▸ CONSIGNES
a) Selon l'article sur la réplique de Messi, combien de fois le tweet contenant la vidéo avait-il été partagé lundi ?
b) Recopiez le passage de l'article sur la réplique de Messi qui commence par « Dès ce week-end, des » et se poursuit jusqu'à « 3.900 (22 dollars). ».
c) D'après l'article sur la réplique de Messi, quels objets étaient proposés sur Mercado Libre, et à quel prix en pesos ?

▸ TEXTE À LIRE
○ ○ ○ ○ ○
La répartie d’un Messi en colère à un joueur néerlandais après le quart de finale gagné par l’Argentine « Qu’est-ce que tu regardes, abruti ? » s’est muée en phénomène de mode dans son pays, avec des T-shirts, mugs, casquettes lancés sur le marché en quelques jours, et une analyse linguistique en prime.
Le bref clash, où le capitaine argentin lance, à l’adresse de Wout Weghorts: « Qué miras bobo ? (…) Anda pa’ alla, bobo ! » (« Qu’est-ce que tu regardes, abruti ? Tire-toi là-bas, abruti ! »), filmé vendredi en zone mixte après Pays-Bas-Argentine par la chaîne TyC Sports, a été repassé en boucle par les médias argentins, disséqué, et… monétisé.
Dès ce week-end, des tasses étaient disponibles sur le site de commerce en ligne Mercado Libre, à partir de 1.600 pesos (environ 9 dollars). Des tee-shirts aux designs variés –phrase avec l’effigie de Messi, avec le drapeau argentin, phrase seule– étaient proposés à partir de 2.900 pesos (16 dollars). Et des casquettes pour 3.900 (22 dollars).
La répartie était aussi matière première de remix musicaux, d’innombrables « mèmes », l’objet de recherches dominantes sur internet dès après le match –les mots « bobo », « andapaalla ». Un tweet avec la brève vidéo de 10 secondes avait été partagé 10,5 millions de fois lundi. Et de premiers tatouages « Qué mira’ bobo ? » sont apparus.
« Maradonisé »
« On a fait les T-shirts dans la foulée, dès après le match », a déclaré à l’AFP Tony Molfese, 31 ans, graphiste et gérant d’un magasin à Buenos Aires. « Et puis la phrase est devenue virale, parce que Messi à un moment avait ce profil bas, tranquille, mais peut-être les gens voulaient qu’il ait ce +piquant+ de Diego (Maradona). On aime ce Messi « Maradonisé », ajoute-t-il, réjoui aussi d’avoir écoulé 500 T-shirts « Qué miras » en 48h, quand il vend normalement 100 à 150 T-shirts par jour…
Les mots de Messi ont été interprétés par la majeure partie de la presse comme la juste colère d’un génie victime à la fois des fautes des Néerlandais et de l’arbitrage. Un leader habité, enragé, « maradonien », résument plusieurs médias. Mais ils ont aussi été montrés du doigt : le quotidien La Nacion (conservateur) observant que « le footballeur le plus extraordinaire de l’histoire (…) peut aussi être un homme vulgaire ».
○ ○ ○ ○ ○
▸ DONNÉES FOURNIES
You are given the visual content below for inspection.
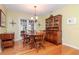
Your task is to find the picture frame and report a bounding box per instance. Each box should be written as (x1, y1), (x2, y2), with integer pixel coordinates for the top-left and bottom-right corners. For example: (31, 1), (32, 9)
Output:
(0, 9), (6, 27)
○ ○ ○ ○ ○
▸ RÉSULTATS OBTENUS
a) 10,5 millions de fois.

b)
Dès ce week-end, des tasses étaient disponibles sur le site de commerce en ligne Mercado Libre, à partir de 1.600 pesos (environ 9 dollars). Des tee-shirts aux designs variés –phrase avec l’effigie de Messi, avec le drapeau argentin, phrase seule– étaient proposés à partir de 2.900 pesos (16 dollars). Et des casquettes pour 3.900 (22 dollars).

c) Des tasses, à partir de 1.600 pesos ; des tee-shirts, à partir de 2.900 pesos ; des casquettes, pour 3.900 pesos.